• **PROBLEM TO WORK ON**: Reproduce, word for word, the part of the build instructions between "1. Install the" and "PvAPI/include * LIB: PvAPI/bin/$(CPU)", inclusive.

• **DOCUMENT SECTION**:
1. Install Visual Studio 2010 or later
2. Install the libraries (NOTE: Basically, the libraries should be built with same version of VC++. vc2010, vc2012, and vc2013 are corresponding to vc10,vc11, and vc12 respectively. Of course, if you are targetting x64, the libraries should be the same.)
   • DirectX SDK (required even if your WindowsSDK may have DirectX libraries)
   • Windows SDK
   • pthread for windows
   • libjpeg (only if you need to use SANYO HD5400)
   • curl (only if you need to use SANYO HD5400)
   • OpenCV 2.4.10
   • PvAPI (NOTE: Need to execute installer. Remove vimba from the system)
   • GLFW, GLEW, freeGLUT
3. Create New empty project for "console application" (I recommend you to configure the compile target as x64 right after creating the project.)
4. Add sources to the project obtained with git clone above explained.(Notice: Files under "rcmd/" should not be imported. The remote commands can only be built with cygwin and Linux.)
5. Configure VC++ "include" and "library" paths.
6. Install dlls of the libraries to your execution path.
7. Add grobal preprocessor definitions, FWINDOW and AVT_CAM, if you use direct show based window filters ("dswin" and the children) and Allied Vision Technology's cams ("avtcam"). If you use SANYO HD5400(filter "netcam"), you should define SANYO_HD5400. But, in this case, you need to install libjpeg and libcurl correctly.
8. Build the project.
9. Install cygwin with gcc.
10. In the cygwin's shell, move to "rcmd" directory in the source tree, then type 'make" and 'make install "INST_DIR=/bin". Of course you should create directory "/bin" preliminary.
11. Move to the "sample" directory on the cygwin's shell.
12. Execute aws
13. Execute sample.aws on the cygwin's shell.

Finally you could see the sample filter reports its internal parameter values periodically. If you need to play your video sources following software would be helpful.

• Haali Media Splitter
• ffdshow

All video codecs supported by ffdshow can be used through filter "vfile". Note that you need to install x64 ffdshow if you are building aws for x64 environment.

1. Install the libraries. You need to install them to the following paths relative to the source path to use attached Makefile. Here $(CPU) is one of {arm, x86, x64}.

• OpenCV 2.4.10
  Place headers and libs(so) in the following paths. (relative path)

  • INCLUDE: `opencv/include"
  • LIB: opencv/$(CPU)/lib

• PvAPI
  Place headers and libs(so) in the following paths. * INCLUDE: PvAPI/include * LIB: PvAPI/bin/$(CPU)

• OpenGL, GLFW, GLEW, freeGLUT Install these OpenGL related libraries, and make sure the paths for include headers and libraries are visible from your linker. For linux, you can build binary simply typing make.

  make "CPU=x64"

• **RECORDS SHOWN**:
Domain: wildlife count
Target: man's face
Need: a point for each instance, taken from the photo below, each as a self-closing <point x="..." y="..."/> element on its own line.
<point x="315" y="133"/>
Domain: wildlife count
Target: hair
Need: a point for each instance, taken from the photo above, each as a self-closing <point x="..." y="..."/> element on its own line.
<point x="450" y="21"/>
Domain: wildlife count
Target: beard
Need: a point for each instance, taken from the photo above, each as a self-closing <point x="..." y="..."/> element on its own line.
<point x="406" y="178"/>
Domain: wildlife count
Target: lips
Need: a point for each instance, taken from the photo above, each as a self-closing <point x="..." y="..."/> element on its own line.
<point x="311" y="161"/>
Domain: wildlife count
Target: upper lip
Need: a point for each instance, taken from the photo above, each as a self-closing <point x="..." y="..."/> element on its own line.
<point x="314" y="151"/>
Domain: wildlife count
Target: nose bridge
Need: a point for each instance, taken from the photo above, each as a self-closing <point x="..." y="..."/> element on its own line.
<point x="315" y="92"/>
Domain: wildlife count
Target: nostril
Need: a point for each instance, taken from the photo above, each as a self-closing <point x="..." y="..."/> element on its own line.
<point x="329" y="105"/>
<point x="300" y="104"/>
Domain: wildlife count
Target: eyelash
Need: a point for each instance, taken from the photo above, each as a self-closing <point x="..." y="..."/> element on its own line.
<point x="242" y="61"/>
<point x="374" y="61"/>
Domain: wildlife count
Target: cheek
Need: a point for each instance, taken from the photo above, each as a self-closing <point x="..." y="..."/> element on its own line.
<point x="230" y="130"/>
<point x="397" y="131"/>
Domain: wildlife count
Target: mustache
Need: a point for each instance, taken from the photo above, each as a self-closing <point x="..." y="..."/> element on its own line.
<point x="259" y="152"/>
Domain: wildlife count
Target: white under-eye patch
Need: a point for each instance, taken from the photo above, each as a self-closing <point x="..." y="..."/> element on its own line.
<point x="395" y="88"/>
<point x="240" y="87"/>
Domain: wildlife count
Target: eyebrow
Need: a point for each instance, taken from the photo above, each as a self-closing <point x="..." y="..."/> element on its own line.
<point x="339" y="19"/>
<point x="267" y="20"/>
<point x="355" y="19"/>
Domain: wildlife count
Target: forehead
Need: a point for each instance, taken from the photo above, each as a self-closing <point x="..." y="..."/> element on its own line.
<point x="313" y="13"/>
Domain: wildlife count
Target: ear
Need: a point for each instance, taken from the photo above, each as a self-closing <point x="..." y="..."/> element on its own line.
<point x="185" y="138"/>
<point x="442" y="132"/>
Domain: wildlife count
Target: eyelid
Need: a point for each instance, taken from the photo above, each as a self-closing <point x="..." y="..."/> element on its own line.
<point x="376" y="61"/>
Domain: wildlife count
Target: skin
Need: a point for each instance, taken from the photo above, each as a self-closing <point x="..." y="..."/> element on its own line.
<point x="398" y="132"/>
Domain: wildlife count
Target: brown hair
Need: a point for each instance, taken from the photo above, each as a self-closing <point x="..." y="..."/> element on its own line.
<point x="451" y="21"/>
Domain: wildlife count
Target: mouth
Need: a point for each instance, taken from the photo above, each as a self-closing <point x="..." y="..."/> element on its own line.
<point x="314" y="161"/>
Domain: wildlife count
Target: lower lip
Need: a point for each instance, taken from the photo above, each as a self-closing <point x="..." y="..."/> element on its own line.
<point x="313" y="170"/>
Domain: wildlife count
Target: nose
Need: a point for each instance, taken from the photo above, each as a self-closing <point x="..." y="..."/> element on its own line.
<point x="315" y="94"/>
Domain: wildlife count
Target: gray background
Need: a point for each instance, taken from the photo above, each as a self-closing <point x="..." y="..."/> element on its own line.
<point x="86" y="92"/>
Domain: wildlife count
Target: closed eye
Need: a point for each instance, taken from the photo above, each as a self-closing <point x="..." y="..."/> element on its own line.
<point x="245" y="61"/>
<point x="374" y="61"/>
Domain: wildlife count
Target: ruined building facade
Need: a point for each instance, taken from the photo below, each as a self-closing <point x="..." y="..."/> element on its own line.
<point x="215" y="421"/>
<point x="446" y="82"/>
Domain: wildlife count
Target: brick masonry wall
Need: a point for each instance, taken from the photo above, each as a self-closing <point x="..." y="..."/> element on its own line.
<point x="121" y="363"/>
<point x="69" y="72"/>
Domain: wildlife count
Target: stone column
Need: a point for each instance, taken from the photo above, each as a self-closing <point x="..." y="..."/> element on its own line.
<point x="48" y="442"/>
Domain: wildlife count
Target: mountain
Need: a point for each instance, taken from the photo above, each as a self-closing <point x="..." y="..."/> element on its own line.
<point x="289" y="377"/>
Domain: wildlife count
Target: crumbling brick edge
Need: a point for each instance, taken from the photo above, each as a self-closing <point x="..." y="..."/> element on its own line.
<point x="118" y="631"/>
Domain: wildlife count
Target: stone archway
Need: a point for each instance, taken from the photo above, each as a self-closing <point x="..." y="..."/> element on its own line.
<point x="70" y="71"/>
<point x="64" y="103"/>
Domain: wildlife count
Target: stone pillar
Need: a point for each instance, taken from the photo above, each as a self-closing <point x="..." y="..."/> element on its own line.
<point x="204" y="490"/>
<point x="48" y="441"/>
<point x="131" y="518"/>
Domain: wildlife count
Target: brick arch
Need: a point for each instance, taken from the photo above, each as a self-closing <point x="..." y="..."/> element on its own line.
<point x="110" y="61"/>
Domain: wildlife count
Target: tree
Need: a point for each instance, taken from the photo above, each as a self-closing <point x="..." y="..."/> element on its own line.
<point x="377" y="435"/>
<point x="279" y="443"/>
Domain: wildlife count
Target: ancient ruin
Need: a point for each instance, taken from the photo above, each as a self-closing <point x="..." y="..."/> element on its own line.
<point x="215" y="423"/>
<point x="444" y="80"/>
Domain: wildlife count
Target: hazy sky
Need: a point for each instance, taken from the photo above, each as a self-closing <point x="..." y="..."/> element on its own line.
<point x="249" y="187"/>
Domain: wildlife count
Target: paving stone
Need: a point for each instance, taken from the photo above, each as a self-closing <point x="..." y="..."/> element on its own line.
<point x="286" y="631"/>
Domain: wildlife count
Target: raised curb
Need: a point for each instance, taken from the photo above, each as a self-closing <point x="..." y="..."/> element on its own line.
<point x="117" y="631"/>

• **ANSWER TO THIS TASK**:
1. Install the libraries. You need to install them to the following paths relative to the source path to use attached Makefile. Here $(CPU) is one of {arm, x86, x64}.

• OpenCV 2.4.10
  Place headers and libs(so) in the following paths. (relative path)

  • INCLUDE: `opencv/include"
  • LIB: opencv/$(CPU)/lib

• PvAPI
  Place headers and libs(so) in the following paths. * INCLUDE: PvAPI/include * LIB: PvAPI/bin/$(CPU)